__COMPITI DA SVOLGERE__:
A – Riscrivi senza modifiche il passo della lettera sulla Open Arms che parte da "Quindici giorni, signor" e arriva fino a "di un anno.".
B – Traduci in inglese questa frase della lettera sulla Open Arms: "Non starò dunque qui a ripeterle ciò che le abbiamo già ripetuto per più di un anno."
C – Riprendi la lettera sulla Open Arms e portala avanti a partire dall'ultima frase riportata.

__BRANO SELEZIONATO__:
La sua idea di chiudere i porti è un braccio di ferro inutile. Su quel tavolato di Open Arms io ci sono stato: è solido, ma è duro. Una lettera di Sandro Veronesi

Gentile ministro Salvini, dunque siamo a questo: la nave Open Arms può entrare in acque territoriali italiane, può avvicinarsi all’isola di Lampedusa e può sostare alla fonda a poche centinaia di metri dal porto; a bordo possono salire ospiti, medici, funzionari, per testimoniare sulle condizioni dei naufraghi (ha salvato più di 150 persone, questa nave, da morte certa, in due successivi interventi), ed essi possono successivamente anche scendere mentre i naufraghi no, sono trattenuti a bordo con coercizione, a meno che – e negli ultimi 15 giorni è già successo sei volte – non si trovino in condizioni di emergenza sanitaria. Cioè, l’ultimo baluardo della sua azione in difesa della sicurezza nazionale è che questi naufraghi possono scendere soltanto feriti, in barella, in condizioni di pericolo. Chi resiste alla tortura continua a subirla, mentre per chi non ce la fa scatta l’opzione umanitaria.

 

Quindici giorni, signor ministro. Questa manfrina va avanti da quindici giorni. Non sfugge a nessuno che questa sua posizione è una posizione di principio, volta a scoraggiare non si sa chi dalla tentazione di considerare l’Italia come il molo d’attracco per l’Europa. Ed è diventata una manfrina anche ciò che da quattordici mesi le viene ripetuto in tutti i modi dalla gente come me, quelli che i suoi sostenitori chiamano “sinistri”, “pidioti” “pagati da Soros”, e cioè che la sua idea di chiudere i porti, oltre che impossibile, è una grave violazione del diritto internazionale. Non starò dunque qui a ripeterle ciò che le abbiamo già ripetuto per più di un anno.

__VOCI ESTRATTE__:
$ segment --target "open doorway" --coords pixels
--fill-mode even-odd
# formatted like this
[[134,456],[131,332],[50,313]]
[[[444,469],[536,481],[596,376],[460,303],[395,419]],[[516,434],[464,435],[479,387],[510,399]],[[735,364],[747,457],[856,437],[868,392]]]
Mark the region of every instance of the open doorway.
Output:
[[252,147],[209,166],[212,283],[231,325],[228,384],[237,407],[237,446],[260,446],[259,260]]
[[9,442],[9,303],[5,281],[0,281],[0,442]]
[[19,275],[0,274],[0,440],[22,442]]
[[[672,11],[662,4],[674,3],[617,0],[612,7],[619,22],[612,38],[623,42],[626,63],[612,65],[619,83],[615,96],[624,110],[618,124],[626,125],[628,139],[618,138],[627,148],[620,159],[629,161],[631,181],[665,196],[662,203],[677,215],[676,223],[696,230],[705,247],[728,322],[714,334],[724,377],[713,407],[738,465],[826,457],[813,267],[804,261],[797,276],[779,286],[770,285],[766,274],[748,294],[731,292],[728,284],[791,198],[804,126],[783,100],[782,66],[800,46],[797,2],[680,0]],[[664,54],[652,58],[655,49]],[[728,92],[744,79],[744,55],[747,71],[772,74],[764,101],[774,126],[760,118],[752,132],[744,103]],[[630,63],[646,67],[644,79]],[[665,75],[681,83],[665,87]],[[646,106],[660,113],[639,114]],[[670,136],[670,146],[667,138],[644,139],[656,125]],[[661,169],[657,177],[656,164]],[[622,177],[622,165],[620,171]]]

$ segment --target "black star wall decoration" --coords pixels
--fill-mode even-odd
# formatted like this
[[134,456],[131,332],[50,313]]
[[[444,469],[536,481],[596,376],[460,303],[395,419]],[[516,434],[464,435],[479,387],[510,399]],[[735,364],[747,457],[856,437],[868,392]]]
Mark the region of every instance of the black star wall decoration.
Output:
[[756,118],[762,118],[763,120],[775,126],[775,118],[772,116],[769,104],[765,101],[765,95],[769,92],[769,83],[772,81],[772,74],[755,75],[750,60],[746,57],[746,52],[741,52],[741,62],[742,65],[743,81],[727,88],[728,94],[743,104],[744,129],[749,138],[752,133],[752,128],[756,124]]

__SOLUZIONI DELL'ESERCIZIO__:
A –
Quindici giorni, signor ministro. Questa manfrina va avanti da quindici giorni. Non sfugge a nessuno che questa sua posizione è una posizione di principio, volta a scoraggiare non si sa chi dalla tentazione di considerare l’Italia come il molo d’attracco per l’Europa. Ed è diventata una manfrina anche ciò che da quattordici mesi le viene ripetuto in tutti i modi dalla gente come me, quelli che i suoi sostenitori chiamano “sinistri”, “pidioti” “pagati da Soros”, e cioè che la sua idea di chiudere i porti, oltre che impossibile, è una grave violazione del diritto internazionale. Non starò dunque qui a ripeterle ciò che le abbiamo già ripetuto per più di un anno.

B – So I will not repeat to you here what we have already been repeating to you for more than a year.

C –
Andrò direttamente alla fine del ragionamento, comunicandole che in questo braccio di ferro lei ha già perso, per due ragioni:

1) è certo, signor ministro, che uno alla volta tutti i naufraghi trattenuti a bordo di Open Arms si ammaleranno, vedranno infettarsi le loro ferite, impazziranno, compiranno gesti di autolesionismo, verranno rosi dalla scabbia o si butteranno in acqua, rientrando così nella categoria dell’emergenza sanitaria che darà loro diritto di sbarco. Quanta sofferenza sarà necessaria non si può prevederlo, ma si può prevedere con certezza che prima o poi tutte le 134 persone rimaste a bordo di Open Arms raggiungeranno il limite di sopportazione fisica che darà loro diritto di sbarcare nel nostro paese. E anche se qualcuno morisse, badi bene, il suo corpo non verrebbe dato in pasto ai pesci, come i suoi simpatici sostenitori non mancano mai di augurarsi, ma verrà egualmente portato a terra.

 

E, 2) un suo ipotetico ripensamento, con concessione del permesso di sbarco, subito, di tutti e 134, per motivi umanitari, non verrebbe nemmeno notato come tale, nella tempesta di ripensamenti clamorosi, repentini e spesso anche ridicoli, che infuria su di lei e sul suo operato da quando è in carica nel governo.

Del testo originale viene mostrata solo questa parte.